**WORK ITEM**
Find each line in the material below that contains the string "positive" with matching case, and copy those lines out.

-- INPUT follows --

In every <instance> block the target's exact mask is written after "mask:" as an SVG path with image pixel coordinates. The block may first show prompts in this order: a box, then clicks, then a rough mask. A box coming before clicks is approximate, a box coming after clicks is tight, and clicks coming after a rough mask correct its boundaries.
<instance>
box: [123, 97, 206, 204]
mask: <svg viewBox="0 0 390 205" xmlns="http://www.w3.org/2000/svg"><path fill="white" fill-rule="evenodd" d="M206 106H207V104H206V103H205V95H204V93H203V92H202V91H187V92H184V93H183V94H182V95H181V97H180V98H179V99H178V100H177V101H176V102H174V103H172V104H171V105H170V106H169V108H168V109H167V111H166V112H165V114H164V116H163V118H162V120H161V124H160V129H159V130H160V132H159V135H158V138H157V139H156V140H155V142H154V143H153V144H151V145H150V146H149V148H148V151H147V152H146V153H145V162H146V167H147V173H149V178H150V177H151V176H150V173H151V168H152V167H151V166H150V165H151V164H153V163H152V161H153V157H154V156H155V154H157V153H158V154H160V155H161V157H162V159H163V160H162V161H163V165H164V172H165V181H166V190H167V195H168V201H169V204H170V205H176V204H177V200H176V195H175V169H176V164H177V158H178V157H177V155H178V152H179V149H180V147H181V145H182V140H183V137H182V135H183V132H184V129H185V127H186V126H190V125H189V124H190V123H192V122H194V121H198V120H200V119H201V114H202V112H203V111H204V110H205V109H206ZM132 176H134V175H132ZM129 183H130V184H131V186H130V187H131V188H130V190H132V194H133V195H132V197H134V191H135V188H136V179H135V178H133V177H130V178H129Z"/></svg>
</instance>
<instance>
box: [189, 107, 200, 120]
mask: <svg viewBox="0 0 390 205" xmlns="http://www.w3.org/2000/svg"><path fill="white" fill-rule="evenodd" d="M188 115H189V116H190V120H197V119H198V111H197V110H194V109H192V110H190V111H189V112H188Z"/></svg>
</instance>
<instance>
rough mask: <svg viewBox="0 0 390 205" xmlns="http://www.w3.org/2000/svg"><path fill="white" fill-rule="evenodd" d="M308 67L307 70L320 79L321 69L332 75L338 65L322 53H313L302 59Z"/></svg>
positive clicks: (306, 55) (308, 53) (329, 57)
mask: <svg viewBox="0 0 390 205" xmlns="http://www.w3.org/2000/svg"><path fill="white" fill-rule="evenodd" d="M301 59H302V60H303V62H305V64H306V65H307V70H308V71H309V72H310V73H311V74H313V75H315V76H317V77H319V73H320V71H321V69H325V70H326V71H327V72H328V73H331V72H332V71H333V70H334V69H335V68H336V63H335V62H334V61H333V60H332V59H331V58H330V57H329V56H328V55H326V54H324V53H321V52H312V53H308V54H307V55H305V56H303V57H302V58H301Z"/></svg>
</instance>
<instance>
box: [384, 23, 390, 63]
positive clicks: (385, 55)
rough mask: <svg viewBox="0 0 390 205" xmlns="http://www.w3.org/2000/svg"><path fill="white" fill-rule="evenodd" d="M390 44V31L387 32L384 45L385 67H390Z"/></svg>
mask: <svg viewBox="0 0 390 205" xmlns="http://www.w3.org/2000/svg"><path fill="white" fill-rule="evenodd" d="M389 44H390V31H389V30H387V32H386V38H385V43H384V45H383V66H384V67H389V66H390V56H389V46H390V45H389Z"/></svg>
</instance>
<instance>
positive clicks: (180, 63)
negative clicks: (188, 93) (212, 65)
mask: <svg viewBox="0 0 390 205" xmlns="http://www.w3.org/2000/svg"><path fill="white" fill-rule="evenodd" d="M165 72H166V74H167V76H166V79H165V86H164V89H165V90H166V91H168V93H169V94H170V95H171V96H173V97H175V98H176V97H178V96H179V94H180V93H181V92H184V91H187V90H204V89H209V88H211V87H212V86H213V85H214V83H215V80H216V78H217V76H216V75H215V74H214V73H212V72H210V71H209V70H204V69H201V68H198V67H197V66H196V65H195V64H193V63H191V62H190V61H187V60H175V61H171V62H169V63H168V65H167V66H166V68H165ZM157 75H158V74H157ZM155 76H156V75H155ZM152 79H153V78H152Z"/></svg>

-- INPUT concluded --

**REPLY TO THE TASK**
positive clicks: (306, 55) (308, 53) (329, 57)
positive clicks: (385, 55)
positive clicks: (180, 63)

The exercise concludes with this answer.